What is needed is an exact copy of all the lines below.

### Exercise material ###

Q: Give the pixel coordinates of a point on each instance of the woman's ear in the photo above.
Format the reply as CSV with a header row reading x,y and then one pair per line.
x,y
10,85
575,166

###

* _Written answer_
Q: Give the pixel coordinates of a point on each instance of the woman's ear in the photo above.
Format the reply as CSV with a header row reading x,y and then one pair per line.
x,y
10,85
575,166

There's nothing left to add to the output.